_WORK TASK:_ Only the lines that include "wristband" should be copied from the data below.

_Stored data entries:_
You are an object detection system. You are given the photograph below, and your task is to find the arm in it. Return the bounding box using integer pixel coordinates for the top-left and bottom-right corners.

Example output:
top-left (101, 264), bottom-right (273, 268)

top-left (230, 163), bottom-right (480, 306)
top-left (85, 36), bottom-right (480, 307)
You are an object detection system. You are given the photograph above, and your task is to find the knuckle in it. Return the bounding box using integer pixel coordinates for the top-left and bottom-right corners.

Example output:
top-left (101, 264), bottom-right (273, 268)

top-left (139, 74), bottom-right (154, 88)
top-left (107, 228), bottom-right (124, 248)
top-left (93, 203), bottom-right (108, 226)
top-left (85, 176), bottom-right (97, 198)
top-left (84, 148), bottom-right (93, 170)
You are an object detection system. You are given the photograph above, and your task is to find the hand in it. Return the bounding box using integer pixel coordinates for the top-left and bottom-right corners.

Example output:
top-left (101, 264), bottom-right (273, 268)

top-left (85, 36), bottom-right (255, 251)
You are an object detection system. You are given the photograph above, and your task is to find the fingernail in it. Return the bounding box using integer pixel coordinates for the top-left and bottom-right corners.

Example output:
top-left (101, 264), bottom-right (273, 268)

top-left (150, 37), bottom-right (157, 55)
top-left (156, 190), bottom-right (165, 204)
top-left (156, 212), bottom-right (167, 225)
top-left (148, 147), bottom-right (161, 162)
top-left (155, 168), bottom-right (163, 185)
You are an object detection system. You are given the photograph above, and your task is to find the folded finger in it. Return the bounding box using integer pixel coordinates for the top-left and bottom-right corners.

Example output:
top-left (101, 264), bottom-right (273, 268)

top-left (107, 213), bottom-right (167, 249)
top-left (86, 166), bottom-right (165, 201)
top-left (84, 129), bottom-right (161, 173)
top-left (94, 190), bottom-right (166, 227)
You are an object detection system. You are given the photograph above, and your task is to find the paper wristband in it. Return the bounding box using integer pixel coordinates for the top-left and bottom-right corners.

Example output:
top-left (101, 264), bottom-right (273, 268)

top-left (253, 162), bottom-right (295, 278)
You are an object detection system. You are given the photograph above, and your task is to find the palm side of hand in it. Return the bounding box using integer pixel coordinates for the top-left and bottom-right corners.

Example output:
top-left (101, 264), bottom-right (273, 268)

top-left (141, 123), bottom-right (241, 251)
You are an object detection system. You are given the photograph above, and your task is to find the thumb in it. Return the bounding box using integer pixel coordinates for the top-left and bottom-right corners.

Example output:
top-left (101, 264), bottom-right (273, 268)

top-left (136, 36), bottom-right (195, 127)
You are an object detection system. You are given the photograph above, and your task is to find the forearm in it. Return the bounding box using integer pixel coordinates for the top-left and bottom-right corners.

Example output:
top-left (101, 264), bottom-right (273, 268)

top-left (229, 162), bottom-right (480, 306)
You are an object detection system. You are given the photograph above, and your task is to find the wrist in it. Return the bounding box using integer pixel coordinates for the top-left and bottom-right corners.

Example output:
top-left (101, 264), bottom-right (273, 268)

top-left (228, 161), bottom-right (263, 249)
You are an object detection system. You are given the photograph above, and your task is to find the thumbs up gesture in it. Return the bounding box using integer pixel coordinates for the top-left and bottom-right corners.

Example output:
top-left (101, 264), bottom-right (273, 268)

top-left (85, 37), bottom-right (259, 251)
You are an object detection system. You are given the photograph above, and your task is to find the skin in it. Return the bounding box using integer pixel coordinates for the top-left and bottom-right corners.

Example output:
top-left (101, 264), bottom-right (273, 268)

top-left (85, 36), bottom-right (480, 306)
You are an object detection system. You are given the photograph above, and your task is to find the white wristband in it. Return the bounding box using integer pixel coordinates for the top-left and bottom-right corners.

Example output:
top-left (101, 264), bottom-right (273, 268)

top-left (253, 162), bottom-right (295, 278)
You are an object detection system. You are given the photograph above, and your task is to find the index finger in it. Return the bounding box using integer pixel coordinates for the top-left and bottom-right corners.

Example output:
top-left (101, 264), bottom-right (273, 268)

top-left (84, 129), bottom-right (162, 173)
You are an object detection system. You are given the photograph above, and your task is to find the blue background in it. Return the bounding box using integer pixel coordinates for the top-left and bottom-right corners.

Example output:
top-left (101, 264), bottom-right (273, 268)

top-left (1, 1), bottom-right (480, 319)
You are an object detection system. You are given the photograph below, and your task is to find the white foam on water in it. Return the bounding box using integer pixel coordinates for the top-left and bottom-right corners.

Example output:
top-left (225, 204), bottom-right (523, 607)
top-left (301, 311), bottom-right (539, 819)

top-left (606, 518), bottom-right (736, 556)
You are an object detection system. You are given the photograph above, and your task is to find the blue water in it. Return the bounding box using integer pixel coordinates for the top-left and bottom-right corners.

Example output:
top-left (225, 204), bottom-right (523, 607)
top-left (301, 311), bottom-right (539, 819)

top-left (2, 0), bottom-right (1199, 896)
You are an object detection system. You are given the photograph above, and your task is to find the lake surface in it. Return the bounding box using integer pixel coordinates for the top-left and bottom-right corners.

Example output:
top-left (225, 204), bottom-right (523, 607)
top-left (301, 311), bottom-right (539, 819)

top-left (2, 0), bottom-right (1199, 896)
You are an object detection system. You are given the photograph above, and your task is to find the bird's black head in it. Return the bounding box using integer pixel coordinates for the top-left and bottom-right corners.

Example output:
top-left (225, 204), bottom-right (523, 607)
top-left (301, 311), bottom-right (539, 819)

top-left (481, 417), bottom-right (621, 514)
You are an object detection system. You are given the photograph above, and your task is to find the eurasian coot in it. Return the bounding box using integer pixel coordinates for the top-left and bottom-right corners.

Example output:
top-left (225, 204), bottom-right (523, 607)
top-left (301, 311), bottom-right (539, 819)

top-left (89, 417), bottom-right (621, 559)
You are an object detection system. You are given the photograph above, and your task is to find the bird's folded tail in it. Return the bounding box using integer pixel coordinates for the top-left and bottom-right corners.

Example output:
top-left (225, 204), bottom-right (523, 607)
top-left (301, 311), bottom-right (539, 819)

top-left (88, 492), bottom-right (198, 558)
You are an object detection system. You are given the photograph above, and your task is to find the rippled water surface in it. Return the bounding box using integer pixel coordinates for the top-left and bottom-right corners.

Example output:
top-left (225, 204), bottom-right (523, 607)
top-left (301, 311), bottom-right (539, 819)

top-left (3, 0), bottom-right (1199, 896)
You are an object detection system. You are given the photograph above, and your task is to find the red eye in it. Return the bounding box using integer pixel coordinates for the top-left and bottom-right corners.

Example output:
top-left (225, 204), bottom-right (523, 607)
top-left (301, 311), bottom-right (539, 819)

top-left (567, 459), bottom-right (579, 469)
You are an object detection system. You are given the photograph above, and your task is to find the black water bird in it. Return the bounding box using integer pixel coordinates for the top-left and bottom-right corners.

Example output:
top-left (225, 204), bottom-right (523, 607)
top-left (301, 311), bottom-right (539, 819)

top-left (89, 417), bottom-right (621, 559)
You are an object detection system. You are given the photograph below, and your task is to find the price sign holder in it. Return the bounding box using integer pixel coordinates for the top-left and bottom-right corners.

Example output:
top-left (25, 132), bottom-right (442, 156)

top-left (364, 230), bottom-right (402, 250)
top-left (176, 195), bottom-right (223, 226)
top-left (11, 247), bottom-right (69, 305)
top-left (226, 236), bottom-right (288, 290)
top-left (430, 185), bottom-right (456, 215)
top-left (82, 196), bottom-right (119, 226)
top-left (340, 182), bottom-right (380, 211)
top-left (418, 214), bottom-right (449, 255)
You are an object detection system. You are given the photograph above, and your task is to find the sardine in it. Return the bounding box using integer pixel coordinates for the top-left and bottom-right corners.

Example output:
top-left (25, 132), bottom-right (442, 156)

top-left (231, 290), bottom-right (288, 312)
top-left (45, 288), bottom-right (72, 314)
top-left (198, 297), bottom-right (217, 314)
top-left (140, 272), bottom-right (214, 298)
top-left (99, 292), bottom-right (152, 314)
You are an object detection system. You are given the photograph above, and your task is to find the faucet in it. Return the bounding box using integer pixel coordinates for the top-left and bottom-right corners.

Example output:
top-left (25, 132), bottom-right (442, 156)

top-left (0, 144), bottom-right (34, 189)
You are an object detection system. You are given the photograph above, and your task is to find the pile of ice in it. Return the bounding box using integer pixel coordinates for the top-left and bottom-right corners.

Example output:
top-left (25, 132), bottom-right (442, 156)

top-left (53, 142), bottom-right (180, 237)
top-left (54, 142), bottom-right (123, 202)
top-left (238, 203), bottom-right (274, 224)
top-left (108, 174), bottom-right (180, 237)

_EXERCISE RESULT:_
You are an object detection system. You are given the photograph above, and your task is to find the paper wristband in it. Return the bounding box using integer pixel coordinates for the top-left and bottom-right corners.
You are an object detection system. You are given the photograph above, and your task is to find the white wristband in it. Return the bounding box using integer pixel coordinates for the top-left and bottom-right corners.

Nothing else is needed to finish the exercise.